▶ **DATA FOR THIS TASK**
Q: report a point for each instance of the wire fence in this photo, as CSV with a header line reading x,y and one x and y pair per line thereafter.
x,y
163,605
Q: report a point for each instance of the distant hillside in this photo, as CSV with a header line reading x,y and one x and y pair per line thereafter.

==

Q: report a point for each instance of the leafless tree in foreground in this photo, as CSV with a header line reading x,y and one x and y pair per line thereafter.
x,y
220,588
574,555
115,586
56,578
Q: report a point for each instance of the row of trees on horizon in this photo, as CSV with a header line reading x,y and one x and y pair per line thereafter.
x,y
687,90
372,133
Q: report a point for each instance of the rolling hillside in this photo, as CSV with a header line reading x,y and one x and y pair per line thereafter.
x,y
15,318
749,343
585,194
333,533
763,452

▶ **EXERCISE OBJECTIVE**
Beginning at the line above with "Q: report a point for each instance of the wire" and finishing at the line with "Q: report a point for each instance of the distant", return each line exactly and return nothing else.

▶ **ANSWER TO THIS TASK**
Q: report a point for each instance of the wire fence in this photo, as CSV with a header line reading x,y and one x and y pair per line thereafter.
x,y
163,605
Q: report a point for each instance of the distant hillside in this photo, as CSV with a header line reading x,y and one x and y pair per line thereafter.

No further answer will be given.